__WHAT YOU HAVE TO DO__
The answer is to be the lines of the material from its start through the line containing "Target: yellow stripe marking", each copied exactly; no pictures.
━━━━━━━━━━━━━━━━━━━━━━━━━━━━━━
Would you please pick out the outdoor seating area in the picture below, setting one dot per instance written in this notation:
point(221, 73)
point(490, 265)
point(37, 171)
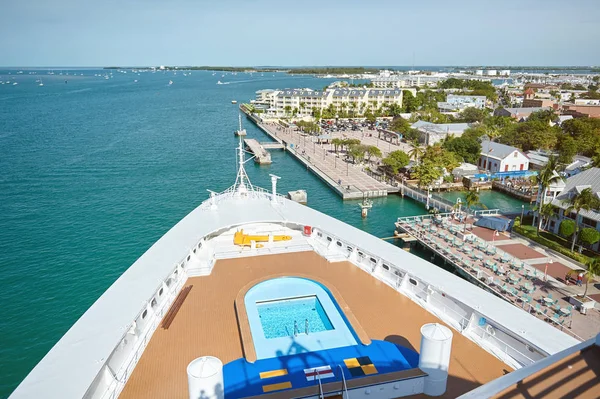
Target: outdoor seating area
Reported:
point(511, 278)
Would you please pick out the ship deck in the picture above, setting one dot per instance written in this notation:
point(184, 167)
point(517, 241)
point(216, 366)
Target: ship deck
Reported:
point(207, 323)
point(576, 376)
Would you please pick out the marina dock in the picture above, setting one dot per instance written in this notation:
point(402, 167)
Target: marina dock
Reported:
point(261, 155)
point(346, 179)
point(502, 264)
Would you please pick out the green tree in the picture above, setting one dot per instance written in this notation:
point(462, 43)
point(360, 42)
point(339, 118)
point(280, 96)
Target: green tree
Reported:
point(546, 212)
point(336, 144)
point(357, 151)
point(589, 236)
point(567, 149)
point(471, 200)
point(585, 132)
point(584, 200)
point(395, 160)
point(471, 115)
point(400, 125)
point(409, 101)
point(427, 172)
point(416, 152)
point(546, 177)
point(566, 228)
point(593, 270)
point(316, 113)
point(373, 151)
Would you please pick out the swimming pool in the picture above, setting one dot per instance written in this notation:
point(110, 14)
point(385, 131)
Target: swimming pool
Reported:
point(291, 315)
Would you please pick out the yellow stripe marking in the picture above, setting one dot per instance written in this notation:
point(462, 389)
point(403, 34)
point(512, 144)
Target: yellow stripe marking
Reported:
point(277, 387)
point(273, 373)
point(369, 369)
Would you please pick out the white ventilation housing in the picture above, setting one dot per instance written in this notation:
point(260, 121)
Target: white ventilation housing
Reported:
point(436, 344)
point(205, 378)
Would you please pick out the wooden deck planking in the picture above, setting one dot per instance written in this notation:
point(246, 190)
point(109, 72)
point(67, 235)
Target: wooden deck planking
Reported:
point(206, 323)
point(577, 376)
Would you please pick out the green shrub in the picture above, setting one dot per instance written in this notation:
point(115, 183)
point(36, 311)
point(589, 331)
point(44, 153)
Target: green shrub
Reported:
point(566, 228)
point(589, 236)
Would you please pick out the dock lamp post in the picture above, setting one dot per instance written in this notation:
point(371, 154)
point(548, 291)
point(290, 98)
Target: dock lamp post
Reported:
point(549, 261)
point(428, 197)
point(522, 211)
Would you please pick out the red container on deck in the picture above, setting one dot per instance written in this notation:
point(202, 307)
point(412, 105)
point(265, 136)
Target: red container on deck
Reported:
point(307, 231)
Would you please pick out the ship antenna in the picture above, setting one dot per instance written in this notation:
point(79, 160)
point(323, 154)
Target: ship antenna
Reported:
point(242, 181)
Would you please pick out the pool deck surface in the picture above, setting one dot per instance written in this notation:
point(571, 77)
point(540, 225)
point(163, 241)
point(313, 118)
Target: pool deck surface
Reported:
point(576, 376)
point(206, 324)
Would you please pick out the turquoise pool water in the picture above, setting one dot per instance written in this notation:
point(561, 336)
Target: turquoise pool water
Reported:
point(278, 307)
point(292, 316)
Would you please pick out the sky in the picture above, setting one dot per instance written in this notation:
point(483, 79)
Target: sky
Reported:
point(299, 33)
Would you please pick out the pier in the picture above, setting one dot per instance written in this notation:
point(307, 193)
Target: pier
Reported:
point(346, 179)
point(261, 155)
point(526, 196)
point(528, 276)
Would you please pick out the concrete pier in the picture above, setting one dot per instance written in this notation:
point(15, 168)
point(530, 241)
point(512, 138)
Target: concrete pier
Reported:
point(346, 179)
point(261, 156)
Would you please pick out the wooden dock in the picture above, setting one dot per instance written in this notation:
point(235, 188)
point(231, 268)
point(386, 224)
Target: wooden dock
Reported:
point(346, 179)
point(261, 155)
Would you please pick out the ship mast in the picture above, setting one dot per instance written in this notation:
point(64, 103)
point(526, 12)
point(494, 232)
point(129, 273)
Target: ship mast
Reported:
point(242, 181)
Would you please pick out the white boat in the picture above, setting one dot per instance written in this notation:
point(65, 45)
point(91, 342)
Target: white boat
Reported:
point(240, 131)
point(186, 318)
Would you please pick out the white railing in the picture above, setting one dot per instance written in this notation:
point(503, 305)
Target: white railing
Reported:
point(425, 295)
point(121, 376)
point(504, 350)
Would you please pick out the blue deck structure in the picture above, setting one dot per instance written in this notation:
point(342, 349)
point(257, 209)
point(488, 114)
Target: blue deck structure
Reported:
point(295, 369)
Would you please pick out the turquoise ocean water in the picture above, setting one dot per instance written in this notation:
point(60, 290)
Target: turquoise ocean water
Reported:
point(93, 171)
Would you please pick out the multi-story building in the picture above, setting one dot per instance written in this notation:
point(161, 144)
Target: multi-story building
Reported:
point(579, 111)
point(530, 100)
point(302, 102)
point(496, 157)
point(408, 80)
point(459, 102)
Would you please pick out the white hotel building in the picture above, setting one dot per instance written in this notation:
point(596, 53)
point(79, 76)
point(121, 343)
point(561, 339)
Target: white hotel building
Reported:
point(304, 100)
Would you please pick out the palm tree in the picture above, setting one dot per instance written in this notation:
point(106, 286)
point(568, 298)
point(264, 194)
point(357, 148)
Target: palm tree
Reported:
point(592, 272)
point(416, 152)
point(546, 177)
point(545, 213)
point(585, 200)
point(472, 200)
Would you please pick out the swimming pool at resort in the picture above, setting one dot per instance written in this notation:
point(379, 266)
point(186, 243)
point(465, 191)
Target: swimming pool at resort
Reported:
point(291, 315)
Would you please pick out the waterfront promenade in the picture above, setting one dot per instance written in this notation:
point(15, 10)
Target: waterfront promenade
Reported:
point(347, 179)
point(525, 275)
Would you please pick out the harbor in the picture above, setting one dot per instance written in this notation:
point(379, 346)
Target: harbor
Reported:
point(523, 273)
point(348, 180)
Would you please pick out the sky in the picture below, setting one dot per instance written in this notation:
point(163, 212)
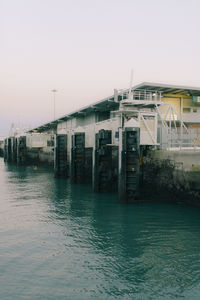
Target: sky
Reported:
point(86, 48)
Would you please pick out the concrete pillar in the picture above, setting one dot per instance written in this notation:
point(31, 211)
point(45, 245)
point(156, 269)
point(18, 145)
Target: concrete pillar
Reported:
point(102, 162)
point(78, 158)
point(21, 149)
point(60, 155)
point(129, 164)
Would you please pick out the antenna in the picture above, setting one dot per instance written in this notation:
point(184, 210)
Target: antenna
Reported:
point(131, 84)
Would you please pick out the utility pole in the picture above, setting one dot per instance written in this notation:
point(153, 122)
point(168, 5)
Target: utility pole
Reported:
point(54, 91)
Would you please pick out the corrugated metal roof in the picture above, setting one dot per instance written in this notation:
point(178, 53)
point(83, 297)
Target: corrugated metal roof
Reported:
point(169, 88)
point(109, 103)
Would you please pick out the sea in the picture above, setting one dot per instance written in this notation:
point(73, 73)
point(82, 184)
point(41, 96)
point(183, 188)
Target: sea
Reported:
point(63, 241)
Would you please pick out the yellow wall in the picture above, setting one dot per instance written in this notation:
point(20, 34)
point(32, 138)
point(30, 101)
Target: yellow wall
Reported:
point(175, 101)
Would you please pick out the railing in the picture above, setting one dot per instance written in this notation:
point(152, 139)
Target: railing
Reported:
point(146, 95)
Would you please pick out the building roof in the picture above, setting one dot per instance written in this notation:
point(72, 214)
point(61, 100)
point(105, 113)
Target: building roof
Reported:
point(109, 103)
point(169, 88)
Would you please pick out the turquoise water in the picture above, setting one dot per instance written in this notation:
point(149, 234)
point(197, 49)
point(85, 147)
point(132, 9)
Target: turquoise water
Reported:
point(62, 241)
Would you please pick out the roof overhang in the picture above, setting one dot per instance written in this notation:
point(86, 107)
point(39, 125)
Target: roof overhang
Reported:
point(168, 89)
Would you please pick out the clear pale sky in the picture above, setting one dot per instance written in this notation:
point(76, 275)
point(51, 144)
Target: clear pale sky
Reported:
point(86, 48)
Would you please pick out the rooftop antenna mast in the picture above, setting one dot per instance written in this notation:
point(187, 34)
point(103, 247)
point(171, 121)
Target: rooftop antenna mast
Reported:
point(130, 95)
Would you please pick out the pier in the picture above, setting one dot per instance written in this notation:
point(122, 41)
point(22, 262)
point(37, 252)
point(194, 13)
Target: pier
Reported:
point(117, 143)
━━━━━━━━━━━━━━━━━━━━━━━━━━━━━━
__ANSWER TO THIS PROBLEM__
Would you please pick out the outdoor seating area in the picture below, setting one dot per instance written in this notation:
point(221, 73)
point(490, 265)
point(37, 171)
Target: outdoor seating area
Reported:
point(511, 278)
Would you please pick out the ship deck in the picture above, setting one dot per instance written in this notation:
point(184, 167)
point(517, 241)
point(216, 366)
Target: ship deck
Reported:
point(207, 323)
point(576, 376)
Would you please pick out the marina dock in the picture above, setting one dot per instance written in this notation:
point(402, 167)
Target: marina dock
Reported:
point(261, 155)
point(346, 179)
point(502, 264)
Would you please pick out the green tree in the picture above, setting one dot per instance written in this notation:
point(462, 43)
point(360, 42)
point(339, 118)
point(280, 96)
Target: green tree
Reported:
point(546, 212)
point(336, 144)
point(357, 151)
point(589, 236)
point(567, 149)
point(471, 200)
point(585, 132)
point(584, 200)
point(395, 160)
point(471, 115)
point(400, 125)
point(409, 101)
point(427, 172)
point(416, 152)
point(546, 177)
point(566, 228)
point(593, 270)
point(316, 113)
point(373, 151)
Would you please pick out the swimming pool in the picture above, setting one dot per instance written in this notation:
point(110, 14)
point(385, 131)
Target: swimming pool
Reported:
point(291, 315)
Would you please pick out the yellow stripe marking in the picture above, setting one dot per instance written in this notation:
point(462, 389)
point(403, 34)
point(512, 144)
Target: yellow stripe marking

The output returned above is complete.